# Last trip for 08' (Destin with Cameron and crew)



## Downtime2 (Sep 27, 2007)

Maybe one of the guys will do the report. I be too tired. You know how we old folks are. Teaser pics...


----------



## Sniper Spear-It (Jan 16, 2008)

awesome post man. nice mess of fish

SSI


----------



## NaClH2O (Feb 14, 2008)

Wow you guys caught some beast. Looks like a great day on the water.:bowdown


----------



## countryjwh (Nov 20, 2007)

now thats a mess of fish!!:clap:clap


----------



## reelhappy (Oct 31, 2007)

good catch guys. glad ya had some fun. thanks.

scot


----------



## atlantacapt (Oct 2, 2007)

Here's a quick version...others can post more details...

After a long break from fishing the Palmetto seriously,we went out deep withthe one day weather window. Crew was Wade, George (lobsterman), my girlfriends step-dad, Wade's friend Jason and I. I had found a bunch of hardtails and pinfish Monday PM, so we were chock full of bait.

Seas were a mixed 2 to maybea 3 inin the AM and glassed off nicely throughout the day. The big surprise was the complete lack of current way offshore. Made for an easy fishing day. Ran 45-50 miles SSE to some rocks and wrecks. First deep spot produced 3 or 4good AJ's - biggest was 40ish lbs. This spot also produced two nice groupers to 25 lbs. After we had all had enough from pulling on fish in 400+ feet, we moved east to some "shallow" ledges. On the first ledge (275 feet) we got another good AJ or two, had one on thatI hooked 100-150 feet off the bottom and just could not control at all until hooks pulled halfway through the fight - definitely would have been our biggest AJ of the day.Wade had a similar situation with a stud grouper. He had his head turned and he was 30-40 feet off the structure when he got pulled back in with a locked down drag.

▶ [Aim of the exercise] Can you reproduce the fishing trip thread word for word, starting at "## Downtime2 (Sep" and ending at "(Jan 16, 2008)"?

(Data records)
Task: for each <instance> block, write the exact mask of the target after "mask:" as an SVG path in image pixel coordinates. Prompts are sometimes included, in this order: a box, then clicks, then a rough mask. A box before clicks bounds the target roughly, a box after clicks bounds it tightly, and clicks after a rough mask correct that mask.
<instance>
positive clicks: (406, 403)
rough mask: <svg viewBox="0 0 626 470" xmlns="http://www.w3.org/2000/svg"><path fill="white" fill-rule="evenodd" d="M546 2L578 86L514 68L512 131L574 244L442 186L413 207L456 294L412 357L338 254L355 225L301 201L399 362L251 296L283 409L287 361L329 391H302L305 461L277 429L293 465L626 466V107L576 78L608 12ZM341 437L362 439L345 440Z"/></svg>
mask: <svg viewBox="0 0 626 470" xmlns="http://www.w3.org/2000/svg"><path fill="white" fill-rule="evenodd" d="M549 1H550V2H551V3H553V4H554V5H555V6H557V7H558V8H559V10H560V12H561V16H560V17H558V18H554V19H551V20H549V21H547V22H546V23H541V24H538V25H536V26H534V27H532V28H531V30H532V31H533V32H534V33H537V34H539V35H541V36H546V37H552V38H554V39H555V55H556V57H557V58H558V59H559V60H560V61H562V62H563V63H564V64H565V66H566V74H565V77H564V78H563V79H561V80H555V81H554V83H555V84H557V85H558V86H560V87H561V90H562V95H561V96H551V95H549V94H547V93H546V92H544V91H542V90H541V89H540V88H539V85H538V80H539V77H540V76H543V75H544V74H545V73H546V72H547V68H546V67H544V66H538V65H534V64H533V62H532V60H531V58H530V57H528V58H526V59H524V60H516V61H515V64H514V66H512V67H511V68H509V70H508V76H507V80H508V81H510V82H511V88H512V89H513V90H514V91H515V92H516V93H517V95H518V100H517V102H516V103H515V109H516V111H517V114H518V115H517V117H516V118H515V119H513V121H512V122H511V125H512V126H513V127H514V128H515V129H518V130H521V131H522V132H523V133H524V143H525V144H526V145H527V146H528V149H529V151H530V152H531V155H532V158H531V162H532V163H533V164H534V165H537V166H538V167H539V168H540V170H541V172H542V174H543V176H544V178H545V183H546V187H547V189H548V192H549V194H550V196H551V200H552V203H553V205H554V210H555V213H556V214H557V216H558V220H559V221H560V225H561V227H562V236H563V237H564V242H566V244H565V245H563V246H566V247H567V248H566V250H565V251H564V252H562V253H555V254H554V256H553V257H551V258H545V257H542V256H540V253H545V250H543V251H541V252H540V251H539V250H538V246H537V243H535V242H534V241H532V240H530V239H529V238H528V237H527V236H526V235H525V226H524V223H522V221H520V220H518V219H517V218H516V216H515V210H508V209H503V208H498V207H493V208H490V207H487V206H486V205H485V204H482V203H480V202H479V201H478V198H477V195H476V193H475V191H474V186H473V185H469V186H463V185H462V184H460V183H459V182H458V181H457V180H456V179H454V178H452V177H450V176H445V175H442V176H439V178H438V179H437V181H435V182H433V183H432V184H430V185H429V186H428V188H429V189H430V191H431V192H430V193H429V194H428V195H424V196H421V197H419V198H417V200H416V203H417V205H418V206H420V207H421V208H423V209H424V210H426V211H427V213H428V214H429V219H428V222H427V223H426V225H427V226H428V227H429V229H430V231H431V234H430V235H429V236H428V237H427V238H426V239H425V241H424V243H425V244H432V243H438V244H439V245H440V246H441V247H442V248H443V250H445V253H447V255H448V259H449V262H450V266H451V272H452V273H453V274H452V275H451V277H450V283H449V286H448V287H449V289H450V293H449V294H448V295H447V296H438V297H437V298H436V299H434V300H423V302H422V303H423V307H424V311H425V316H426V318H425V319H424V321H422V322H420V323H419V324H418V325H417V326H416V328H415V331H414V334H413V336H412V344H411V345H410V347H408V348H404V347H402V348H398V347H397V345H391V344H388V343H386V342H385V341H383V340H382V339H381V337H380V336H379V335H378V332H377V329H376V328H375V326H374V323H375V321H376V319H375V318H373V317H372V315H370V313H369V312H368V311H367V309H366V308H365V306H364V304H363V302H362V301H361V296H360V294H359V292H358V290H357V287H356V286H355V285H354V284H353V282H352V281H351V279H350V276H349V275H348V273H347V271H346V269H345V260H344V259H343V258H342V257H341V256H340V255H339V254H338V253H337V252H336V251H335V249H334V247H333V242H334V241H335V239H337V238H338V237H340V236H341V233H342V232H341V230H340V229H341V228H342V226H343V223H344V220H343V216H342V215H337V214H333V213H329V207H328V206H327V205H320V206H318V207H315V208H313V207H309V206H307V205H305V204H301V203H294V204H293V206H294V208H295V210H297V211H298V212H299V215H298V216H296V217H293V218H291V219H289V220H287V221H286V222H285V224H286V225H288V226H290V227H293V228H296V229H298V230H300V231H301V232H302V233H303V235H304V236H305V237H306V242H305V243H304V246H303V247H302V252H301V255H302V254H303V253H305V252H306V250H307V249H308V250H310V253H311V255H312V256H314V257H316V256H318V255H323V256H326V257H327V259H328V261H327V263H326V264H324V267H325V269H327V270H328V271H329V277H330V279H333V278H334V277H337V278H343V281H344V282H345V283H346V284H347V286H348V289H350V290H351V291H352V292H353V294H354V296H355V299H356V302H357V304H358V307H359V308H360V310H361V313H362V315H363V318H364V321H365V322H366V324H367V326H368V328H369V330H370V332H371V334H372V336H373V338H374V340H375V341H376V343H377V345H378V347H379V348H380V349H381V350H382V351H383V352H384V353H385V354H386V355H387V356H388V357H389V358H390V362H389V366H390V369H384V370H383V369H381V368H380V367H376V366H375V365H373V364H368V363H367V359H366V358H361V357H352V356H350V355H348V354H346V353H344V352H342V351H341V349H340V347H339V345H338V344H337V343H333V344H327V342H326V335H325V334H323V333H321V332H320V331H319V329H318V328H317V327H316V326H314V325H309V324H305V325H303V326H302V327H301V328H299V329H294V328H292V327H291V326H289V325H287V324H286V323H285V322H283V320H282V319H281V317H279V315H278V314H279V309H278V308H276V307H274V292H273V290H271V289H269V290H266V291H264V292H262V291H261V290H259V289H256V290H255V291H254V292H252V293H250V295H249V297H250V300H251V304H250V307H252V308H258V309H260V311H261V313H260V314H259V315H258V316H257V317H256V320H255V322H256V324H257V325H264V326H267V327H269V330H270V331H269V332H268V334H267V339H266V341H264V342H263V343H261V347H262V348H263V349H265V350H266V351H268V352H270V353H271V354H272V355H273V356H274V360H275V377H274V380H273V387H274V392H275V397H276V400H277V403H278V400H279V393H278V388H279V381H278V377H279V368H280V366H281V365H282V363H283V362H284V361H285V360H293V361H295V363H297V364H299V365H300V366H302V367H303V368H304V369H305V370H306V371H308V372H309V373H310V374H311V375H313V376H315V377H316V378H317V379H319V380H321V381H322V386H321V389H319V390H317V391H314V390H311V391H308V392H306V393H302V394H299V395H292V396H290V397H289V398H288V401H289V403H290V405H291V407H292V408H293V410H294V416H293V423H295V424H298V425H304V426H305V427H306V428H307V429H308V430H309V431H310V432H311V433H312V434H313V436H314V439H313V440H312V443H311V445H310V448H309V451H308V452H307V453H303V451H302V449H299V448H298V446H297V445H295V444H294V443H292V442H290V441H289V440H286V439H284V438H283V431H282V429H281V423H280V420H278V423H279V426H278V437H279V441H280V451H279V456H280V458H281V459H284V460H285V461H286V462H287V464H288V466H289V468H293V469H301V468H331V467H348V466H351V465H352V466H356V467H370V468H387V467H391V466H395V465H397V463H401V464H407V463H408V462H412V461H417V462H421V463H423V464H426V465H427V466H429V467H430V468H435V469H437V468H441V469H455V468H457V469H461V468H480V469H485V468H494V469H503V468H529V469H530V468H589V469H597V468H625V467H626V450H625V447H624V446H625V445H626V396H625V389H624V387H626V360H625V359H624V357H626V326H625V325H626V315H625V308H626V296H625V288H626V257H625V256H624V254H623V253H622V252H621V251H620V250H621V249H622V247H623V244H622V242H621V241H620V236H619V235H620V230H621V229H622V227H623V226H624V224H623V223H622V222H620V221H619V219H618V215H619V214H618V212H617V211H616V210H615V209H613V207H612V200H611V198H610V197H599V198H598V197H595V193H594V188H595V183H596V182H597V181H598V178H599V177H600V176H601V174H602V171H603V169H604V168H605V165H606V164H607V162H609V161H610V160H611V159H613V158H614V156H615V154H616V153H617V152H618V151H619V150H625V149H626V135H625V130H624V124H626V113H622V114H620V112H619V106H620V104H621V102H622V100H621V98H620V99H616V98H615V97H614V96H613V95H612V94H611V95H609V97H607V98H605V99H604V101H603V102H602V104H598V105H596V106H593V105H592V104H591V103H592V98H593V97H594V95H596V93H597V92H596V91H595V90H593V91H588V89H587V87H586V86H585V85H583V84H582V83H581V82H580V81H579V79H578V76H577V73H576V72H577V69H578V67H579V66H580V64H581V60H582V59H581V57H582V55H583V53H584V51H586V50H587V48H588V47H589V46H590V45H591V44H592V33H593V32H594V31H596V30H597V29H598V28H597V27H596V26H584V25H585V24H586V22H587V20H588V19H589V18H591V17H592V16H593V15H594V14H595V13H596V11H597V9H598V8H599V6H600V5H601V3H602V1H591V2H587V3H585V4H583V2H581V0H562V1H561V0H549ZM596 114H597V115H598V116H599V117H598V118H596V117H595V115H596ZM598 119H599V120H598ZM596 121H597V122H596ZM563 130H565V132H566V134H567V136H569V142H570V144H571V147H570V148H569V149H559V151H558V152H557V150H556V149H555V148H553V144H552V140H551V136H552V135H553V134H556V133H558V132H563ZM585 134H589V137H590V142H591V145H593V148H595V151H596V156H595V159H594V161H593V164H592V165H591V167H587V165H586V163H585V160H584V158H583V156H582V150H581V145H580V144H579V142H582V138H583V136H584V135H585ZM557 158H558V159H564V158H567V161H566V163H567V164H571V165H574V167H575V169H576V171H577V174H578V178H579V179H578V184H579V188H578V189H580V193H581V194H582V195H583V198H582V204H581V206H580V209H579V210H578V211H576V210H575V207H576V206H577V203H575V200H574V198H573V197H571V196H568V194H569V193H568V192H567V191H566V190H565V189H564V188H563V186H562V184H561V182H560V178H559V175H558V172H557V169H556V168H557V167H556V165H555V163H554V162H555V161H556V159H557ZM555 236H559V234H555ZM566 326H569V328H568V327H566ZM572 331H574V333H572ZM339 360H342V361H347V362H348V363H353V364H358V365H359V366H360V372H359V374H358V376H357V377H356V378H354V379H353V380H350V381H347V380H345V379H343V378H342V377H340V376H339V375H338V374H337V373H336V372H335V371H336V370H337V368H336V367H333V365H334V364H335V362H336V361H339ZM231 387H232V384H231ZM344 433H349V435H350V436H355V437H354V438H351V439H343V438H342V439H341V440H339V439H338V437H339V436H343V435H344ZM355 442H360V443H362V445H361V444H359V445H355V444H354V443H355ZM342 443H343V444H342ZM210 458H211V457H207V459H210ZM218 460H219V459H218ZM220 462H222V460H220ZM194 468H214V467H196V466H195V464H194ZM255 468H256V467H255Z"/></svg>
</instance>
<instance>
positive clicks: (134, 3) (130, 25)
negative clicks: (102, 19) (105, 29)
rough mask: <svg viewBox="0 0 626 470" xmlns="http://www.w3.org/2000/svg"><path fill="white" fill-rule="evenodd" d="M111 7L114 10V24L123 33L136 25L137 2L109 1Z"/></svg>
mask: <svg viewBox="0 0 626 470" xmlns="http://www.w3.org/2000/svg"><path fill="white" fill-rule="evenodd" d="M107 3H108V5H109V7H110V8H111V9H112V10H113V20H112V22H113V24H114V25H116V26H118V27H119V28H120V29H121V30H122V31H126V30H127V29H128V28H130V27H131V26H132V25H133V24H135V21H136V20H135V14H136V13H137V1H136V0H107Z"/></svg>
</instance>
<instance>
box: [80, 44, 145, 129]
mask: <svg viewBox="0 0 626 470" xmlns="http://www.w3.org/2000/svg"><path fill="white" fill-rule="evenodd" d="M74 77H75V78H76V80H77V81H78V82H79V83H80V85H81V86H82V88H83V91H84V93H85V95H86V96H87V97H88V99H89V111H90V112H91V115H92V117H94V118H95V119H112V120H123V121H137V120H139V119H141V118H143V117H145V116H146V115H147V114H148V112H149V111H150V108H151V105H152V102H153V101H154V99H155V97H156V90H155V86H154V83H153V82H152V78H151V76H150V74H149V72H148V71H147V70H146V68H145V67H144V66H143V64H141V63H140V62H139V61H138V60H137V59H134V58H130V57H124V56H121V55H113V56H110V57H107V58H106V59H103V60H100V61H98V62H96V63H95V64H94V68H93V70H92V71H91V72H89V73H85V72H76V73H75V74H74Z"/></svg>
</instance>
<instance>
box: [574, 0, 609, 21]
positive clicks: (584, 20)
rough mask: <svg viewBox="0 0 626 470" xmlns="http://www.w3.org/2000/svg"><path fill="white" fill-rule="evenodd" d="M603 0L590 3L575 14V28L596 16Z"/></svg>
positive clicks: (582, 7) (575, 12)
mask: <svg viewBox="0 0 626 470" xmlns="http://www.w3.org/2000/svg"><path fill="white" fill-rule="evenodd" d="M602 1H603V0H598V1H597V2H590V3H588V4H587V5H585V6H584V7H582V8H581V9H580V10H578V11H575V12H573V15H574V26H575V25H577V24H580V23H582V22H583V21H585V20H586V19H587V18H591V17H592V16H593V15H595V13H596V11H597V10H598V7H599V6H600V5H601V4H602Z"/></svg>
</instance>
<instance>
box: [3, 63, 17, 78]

▶ [Expected output]
## Downtime2 (Sep 27, 2007)

Maybe one of the guys will do the report. I be too tired. You know how we old folks are. Teaser pics...


----------



## Sniper Spear-It (Jan 16, 2008)